*Document text:*

Nationwide Interest Grows!
Howell Freshman Campus Health Class Instructed by, Mary Stoody demonstrated the “Save One Life” program to area administrators March 7, 2016. The class participated in a mock cardiac arrest drill to show off their skills. The scenario: They were all attending a wedding and guests unexpectedly suffered cardiac arrest. The demonstration: students jumped into action. starting with assessment, calling 911 for help, performing CPR and ultimately utilizing AED/Defibrillation equipment. The June and Edward Kellogg Foundation funded this training program in partnership with the Red Cross. Each student received a t-shirt from the Foundation and a red cross pin upon completion of this important training. The T-shirts were designed by students from entries submitted to LESA. All students shared their enthusiasm, and pride in being part of this program that began in their own school and will soon be nationwide. Administrators gained great feedback during the demonstration. There have been hundreds trained so far.
This is the first program of its kind anywhere. Mr. John Cauley of Michigan Red Cross, updated us on interests, nationally mirroring our “Save One Life” program” and Tim Jackson, LESA Superintendent, informed us of possible congressional bills in Michigan being introduced to mandate the Livingston County “Save one Live” program be taught statewide.
Dr. Thomas M. Kellogg Charman of the Kellogg Family Foundation expressed gratitude to all the students, teachers and administrators for their enthusiasm and passion. He relayed facts stated by Livingston County EMS and 911 Director Emergency Management Coordinator, Jeffrey R Boyd:
- Most often, the first persons to be on the scene when the need arises for life-saving CPR, are High School kids!
- Most High School Kids do not have any CPR training!

*What you need to do:*
- A) Decide whether each statement agrees with the Save One Life article, and answer yes or no for each, quoting the deciding words of the article: (i) The training program was funded by the June and Edward Kellogg Foundation in partnership with the Red Cross. (ii) The T-shirts were designed by the Red Cross. (iii) The mock drill scenario was set at a graduation ceremony.
- B) Pick up the Save One Life article after its final line and write the next part.

*Extracted entries:*
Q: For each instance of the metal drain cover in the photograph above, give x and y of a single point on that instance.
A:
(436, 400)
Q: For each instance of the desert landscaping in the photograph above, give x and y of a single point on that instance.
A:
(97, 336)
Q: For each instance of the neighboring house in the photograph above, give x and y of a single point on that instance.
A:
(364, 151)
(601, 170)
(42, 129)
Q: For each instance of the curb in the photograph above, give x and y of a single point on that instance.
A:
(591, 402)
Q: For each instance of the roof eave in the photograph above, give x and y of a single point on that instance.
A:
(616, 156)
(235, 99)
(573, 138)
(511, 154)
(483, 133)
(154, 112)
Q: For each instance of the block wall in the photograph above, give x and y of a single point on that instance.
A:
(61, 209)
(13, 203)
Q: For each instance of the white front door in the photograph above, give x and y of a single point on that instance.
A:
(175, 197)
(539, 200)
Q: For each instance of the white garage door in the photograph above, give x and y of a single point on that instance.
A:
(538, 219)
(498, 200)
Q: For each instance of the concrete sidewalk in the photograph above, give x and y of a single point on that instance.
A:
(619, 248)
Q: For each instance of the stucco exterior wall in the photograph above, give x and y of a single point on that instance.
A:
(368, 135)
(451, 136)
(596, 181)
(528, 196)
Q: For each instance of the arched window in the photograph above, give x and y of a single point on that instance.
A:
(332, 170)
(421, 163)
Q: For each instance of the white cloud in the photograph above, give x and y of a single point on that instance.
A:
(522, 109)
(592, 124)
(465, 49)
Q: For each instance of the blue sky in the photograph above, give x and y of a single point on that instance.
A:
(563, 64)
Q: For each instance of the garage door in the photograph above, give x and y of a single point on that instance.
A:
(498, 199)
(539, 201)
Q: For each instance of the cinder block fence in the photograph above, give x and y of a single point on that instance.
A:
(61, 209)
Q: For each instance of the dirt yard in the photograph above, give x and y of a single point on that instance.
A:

*Answers for the tasks:*
- A)
(i) Yes: "The June and Edward Kellogg Foundation funded this training program in partnership with the Red Cross."
(ii) No: "The T-shirts were designed by students from entries submitted to LESA."
(iii) No: "They were all attending a wedding and guests unexpectedly suffered cardiac arrest."

- B)
- Sadly, High School teachers are not required to be CPR trained!
- Nearly 383,000 out-of-hospital sudden cardiac arrests occur annually, and 88 percent of cardiac arrests occur at home.
- Effective bystander CPR, provided immediately after cardiac arrest, double’s a victim’s chances of survival.
- Approximately 95 percent of sudden cardiac arrest victims die before reaching the hospital.
- If bystander CPR is not provided, a sudden cardiac arrest victim’s chances of survival fall 7 to 10 percent for every minute of delay, until defibrillation.
“The importance of this program is tremendous! We will most likely save many lives!” The program… “Save one Life” is determined to train every high school student in Livingston County within 4 years. All mannequins, training manuals, manpower, and Red Cross supplies are provided to each school through a grant from the Kellogg Family Foundation. Our “Save One Life” program is being followed closely, nationwide.
Kellogg Family Foundation is also proud to be able to Partner with this year’s Save Michigan Heart conference, funding the April 25, 2016, event. It takes place this year at the Livingston County EMS complex. The mission is to double survival of patients who sustain a cardiac arrest in the community by 2020!!